- Problems to solve:
1. According to the blog, what is Valpo's first jail used as now?
2. Write out the blog text from "Our second outing" up to and including "another impressive vista.".

- Text section:

12.10.2007

Jo's Birthday at the Beach




For my 31st we rented a beach house in Horcon and invited some friends to join us in the festivities!


Chilenos vs. Gringos-well, we held on as long as we could, but it was inevitable, in the end the chilenos kicked our butts! We had a lot of fun though.

11.19.2007

Tours of Valpo with Nicholas day 2

Our second outing to Valpo with Nicholas took us to the city’s 3 main cemeteries and the surrounding hills. One interesting aspect of the cementerios católicos and the cementerio de los disidentes (non-catholics) were their diversity, another reminder of the port’s multicultural heritage. Names on tombstones varied from German, Croatian, Italian, French, English, Spanish and other immigrant groups, and the hilltop setting makes a striking impression on those who visit.








Yet another impressive vista.


An interesting looking pub/restaurant


Jo and Nicholas


Valpo’s first Jail, in operation until the second half of the 20th century, is now a cultural center.


More interesting graffiti


An few old churches in the area




Valpo and Muelle Baron as viewed from the other side of town.

Tours of Valpo with Nicholas- Day 1

Over the past month we’ve gone out on two Sunday tours of Valparaiso with Jo’s co-worker Nicholas, an energetic history teacher who has lived in the historic port his entire life. It was really interesting to learn about Valpo from a non-tourist perspective and see aspects of the city that we would have never seen alone.

[Coordinate annotation lines]
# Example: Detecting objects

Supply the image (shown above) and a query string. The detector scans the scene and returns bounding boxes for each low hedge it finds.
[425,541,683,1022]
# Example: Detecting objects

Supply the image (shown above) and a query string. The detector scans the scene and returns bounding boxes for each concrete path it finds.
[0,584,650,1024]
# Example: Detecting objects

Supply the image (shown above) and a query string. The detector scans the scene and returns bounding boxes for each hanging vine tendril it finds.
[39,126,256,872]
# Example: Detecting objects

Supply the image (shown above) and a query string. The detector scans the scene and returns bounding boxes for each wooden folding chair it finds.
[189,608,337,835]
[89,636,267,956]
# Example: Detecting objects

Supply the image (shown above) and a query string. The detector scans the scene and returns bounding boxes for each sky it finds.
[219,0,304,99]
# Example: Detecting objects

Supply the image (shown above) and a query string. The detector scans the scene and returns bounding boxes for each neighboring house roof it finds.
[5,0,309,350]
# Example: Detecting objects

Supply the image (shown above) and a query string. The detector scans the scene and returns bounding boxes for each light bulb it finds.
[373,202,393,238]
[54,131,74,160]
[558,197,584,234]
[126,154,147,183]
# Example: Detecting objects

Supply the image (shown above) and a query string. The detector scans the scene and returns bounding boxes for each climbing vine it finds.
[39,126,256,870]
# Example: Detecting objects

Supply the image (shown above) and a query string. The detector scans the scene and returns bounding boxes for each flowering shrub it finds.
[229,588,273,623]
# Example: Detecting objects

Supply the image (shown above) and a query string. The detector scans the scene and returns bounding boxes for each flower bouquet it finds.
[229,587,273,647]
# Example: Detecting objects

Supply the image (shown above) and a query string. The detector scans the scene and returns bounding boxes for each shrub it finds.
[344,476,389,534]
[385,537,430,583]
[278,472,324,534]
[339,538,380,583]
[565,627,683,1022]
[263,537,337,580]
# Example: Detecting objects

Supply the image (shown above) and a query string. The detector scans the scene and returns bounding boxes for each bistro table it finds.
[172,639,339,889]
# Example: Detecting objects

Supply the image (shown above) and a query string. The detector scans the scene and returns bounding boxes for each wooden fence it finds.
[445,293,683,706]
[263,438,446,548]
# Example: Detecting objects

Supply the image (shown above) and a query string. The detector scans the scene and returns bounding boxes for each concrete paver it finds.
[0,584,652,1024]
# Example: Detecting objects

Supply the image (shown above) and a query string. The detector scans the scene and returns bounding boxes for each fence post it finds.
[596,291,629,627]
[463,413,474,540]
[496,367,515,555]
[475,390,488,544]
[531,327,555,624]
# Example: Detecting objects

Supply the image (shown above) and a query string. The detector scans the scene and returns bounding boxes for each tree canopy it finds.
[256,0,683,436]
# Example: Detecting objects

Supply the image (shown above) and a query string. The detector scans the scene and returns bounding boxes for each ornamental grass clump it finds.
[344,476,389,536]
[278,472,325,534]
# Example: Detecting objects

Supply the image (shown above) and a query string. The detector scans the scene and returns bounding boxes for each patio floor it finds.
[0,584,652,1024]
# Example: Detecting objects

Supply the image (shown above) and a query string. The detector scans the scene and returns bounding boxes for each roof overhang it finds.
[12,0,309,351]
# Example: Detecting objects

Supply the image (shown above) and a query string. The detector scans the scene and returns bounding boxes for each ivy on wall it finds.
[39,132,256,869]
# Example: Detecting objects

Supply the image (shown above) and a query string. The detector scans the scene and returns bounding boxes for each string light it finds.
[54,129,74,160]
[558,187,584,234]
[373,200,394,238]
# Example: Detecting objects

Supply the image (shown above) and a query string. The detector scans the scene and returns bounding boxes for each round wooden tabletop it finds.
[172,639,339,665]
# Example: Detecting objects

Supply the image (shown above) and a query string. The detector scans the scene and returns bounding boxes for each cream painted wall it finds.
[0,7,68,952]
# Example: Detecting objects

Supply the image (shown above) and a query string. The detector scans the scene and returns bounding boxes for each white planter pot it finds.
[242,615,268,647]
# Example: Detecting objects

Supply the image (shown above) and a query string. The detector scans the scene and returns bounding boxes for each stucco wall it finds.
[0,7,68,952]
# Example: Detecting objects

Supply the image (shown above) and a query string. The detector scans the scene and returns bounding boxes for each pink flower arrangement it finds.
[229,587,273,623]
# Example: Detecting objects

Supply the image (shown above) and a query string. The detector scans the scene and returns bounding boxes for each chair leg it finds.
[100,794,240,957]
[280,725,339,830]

- Answers given:
1. It is now a cultural center.

2.
Our second outing to Valpo with Nicholas took us to the city’s 3 main cemeteries and the surrounding hills. One interesting aspect of the cementerios católicos and the cementerio de los disidentes (non-catholics) were their diversity, another reminder of the port’s multicultural heritage. Names on tombstones varied from German, Croatian, Italian, French, English, Spanish and other immigrant groups, and the hilltop setting makes a striking impression on those who visit.








Yet another impressive vista.